▶ Source document:
= = = =

By Michael Coughlin Jr.
Thanks to grants from Boston After School & Beyond, summer funding is potentially on the way to support programs serving kids in Jamaica Plain.
Some of the programs serving the youth in Jamaica Plain slated to receive funding this summer include ACEDONE, Bikes Not Bombs, the Bethel Institute for Community Development, and Sociedad Latina.
The aforementioned Boston After School & Beyond – an organization with a network of 475 after school and summer programs that focus on supporting children outside of school – is helping make this funding possible through a Department of Elementary and Secondary Education (DESE) program.
This DESE program was created to help youth in Massachusetts recover from the setbacks caused by COVID and is called After School and Out-of-School Time Rebound (ASOST-R).
As part of this program, the state selected non-profit organizations – like Boston After School & Beyond – in six different regions across Massachusetts to distribute grants to after school and summer programs in their regions.
As part of the selection from the state Boston After School & Beyond has been able to fund 68 programs throughout the City of Boston – including these Jamaica Plain programs.
In order to receive these grants, programs had to meet certain criteria, such as serving kids at least three days a week, committing to measuring program performance and focusing on improving students’ skills.
Chris Smith, Boston After School & Beyond’s Executive Director – described the importance of these grants, especially to the kids as we move out of the COVID pandemic.
“Our data shows, and of course, national data shows, that kids are struggling coming out of the pandemic. Especially with mental health, and many of them have fallen behind academically,” said Smith.
“After school programs are very well suited to help these kids recover,” he added.

= = = =

▶ Task list:
- A) Answer these from the summer funding article:
(i) How many after school and summer programs are in the Boston After School & Beyond network?
(ii) What is the DESE program that was created to help youth recover from COVID setbacks called?
(iii) At least how many days a week did programs have to serve kids to receive these grants?
- B) Rewrite the part of the summer funding article starting at "As part of the" and ending at "improving students’ skills.", swapping "criteria" for "requirements".
Answer using only the summer funding article.

▶ Supplied entries:
= = = =

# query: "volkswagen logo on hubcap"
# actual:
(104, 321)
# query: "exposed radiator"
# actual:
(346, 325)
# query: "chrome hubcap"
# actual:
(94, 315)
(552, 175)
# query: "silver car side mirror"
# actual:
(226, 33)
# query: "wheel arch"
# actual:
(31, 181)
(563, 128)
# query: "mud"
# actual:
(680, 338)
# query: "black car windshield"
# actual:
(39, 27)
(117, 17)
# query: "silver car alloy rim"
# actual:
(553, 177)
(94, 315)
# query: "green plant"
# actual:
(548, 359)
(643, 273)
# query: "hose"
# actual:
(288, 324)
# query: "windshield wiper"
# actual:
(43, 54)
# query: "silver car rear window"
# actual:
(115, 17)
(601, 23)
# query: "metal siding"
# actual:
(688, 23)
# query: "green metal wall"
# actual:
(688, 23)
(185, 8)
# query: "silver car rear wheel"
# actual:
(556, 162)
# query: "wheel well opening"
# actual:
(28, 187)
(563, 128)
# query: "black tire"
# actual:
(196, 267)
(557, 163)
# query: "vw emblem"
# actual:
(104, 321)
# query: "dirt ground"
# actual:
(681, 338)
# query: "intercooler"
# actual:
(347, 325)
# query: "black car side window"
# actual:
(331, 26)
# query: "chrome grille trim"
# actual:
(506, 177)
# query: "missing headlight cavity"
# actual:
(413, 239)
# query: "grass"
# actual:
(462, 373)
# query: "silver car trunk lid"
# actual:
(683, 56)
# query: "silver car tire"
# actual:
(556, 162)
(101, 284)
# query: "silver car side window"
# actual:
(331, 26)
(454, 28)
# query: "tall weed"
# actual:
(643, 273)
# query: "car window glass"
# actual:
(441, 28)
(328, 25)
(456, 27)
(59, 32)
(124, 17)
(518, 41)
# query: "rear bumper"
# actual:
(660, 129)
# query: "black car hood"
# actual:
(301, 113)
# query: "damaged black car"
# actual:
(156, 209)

= = = =

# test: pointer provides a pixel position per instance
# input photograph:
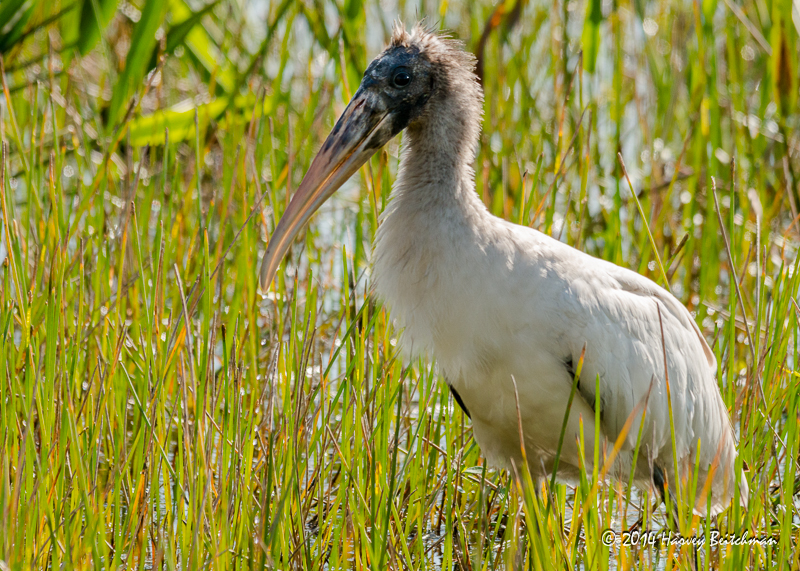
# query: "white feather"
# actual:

= = = =

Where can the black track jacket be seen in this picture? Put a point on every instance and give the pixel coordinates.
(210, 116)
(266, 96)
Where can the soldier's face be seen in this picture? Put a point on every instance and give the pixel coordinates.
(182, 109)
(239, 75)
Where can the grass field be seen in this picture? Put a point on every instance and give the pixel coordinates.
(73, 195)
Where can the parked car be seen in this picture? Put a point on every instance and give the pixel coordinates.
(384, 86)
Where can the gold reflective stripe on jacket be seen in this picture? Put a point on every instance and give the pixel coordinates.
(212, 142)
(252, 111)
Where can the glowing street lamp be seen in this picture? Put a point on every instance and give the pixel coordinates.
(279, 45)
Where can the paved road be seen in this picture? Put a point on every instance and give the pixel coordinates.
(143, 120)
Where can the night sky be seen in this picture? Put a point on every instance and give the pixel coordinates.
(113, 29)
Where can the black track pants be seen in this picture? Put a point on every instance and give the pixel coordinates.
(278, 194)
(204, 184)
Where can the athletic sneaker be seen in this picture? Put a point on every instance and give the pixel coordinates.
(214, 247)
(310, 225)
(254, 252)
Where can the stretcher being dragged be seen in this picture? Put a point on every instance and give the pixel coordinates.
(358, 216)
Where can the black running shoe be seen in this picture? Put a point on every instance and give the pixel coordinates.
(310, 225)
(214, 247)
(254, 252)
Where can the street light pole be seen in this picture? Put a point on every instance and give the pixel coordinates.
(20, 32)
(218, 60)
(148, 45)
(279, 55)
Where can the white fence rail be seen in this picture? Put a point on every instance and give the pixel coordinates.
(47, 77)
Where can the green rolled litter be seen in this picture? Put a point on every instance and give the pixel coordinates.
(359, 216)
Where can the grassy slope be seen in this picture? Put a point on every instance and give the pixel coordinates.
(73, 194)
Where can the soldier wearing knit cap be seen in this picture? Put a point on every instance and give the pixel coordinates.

= = = =

▶ Results of the tasks:
- A)
(i) 475
(ii) After School and Out-of-School Time Rebound (ASOST-R)
(iii) Three

- B)
As part of the selection from the state Boston After School & Beyond has been able to fund 68 programs throughout the City of Boston – including these Jamaica Plain programs.
In order to receive these grants, programs had to meet certain requirements, such as serving kids at least three days a week, committing to measuring program performance and focusing on improving students’ skills.